INSTRUCTIONS FOR THE TASK. Rewrite every line of the material below, changing each "endpoint" to "service" and leaving all other text unchanged. Omit the pictures from your output.

RECORDS FOR THE EXERCISE.
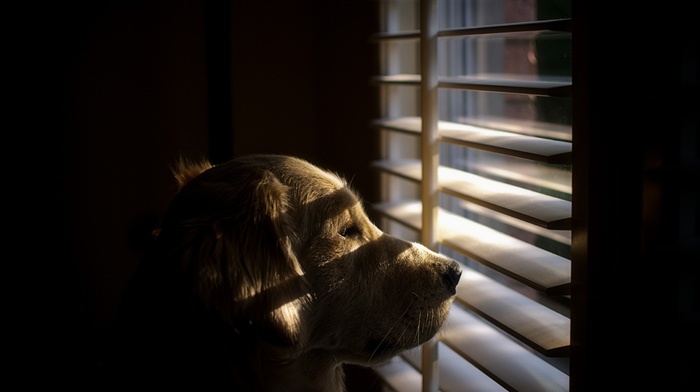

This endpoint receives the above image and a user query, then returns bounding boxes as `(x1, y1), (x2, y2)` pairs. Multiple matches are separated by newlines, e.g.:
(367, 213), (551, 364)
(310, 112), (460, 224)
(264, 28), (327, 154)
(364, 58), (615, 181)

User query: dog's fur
(107, 155), (461, 391)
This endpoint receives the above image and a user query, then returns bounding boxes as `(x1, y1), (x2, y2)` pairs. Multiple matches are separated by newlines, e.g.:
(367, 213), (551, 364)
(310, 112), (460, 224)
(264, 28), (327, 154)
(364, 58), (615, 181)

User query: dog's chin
(363, 331), (437, 365)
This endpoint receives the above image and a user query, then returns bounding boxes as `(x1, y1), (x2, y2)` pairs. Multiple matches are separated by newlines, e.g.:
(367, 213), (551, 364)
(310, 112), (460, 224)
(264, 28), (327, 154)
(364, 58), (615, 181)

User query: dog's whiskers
(367, 291), (419, 364)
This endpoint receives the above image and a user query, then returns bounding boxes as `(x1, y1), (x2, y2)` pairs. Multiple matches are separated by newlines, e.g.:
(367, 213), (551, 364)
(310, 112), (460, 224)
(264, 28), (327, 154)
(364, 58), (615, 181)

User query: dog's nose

IN RESPONSE.
This service receives the above image and a user query, then returns bounding boxes as `(x1, y1), (x2, y2)` pairs. Multiple matches are separated by newlines, e.g.:
(367, 213), (551, 364)
(310, 112), (460, 224)
(264, 28), (327, 154)
(364, 58), (615, 181)

User query: dog's fur
(107, 155), (461, 391)
This service receives the above image and a user query, then returns bounding boxes as `(x1, y1), (x2, y2)` pairs. Multiple matches are separated by newlines, e.g.:
(367, 213), (551, 364)
(310, 112), (460, 224)
(264, 28), (327, 154)
(364, 58), (615, 181)

User query: dog's chin
(363, 331), (437, 365)
This service receives the above image and a user query, then returns bounding boxes as `(x1, y1), (x2, y2)` pairs. Multiple matches are separated by newlines, e.g.:
(367, 213), (551, 364)
(310, 112), (460, 224)
(264, 28), (327, 154)
(364, 58), (615, 181)

User query: dog's whiskers
(367, 291), (419, 364)
This service receives the above image and a user query, then returns bounding boxes as `(x1, y1), (x2, y2)` pairs. Multiple matches are separated by newlines, e.g.:
(367, 213), (551, 364)
(310, 112), (460, 224)
(264, 28), (327, 154)
(364, 58), (615, 181)

User query: dog's nose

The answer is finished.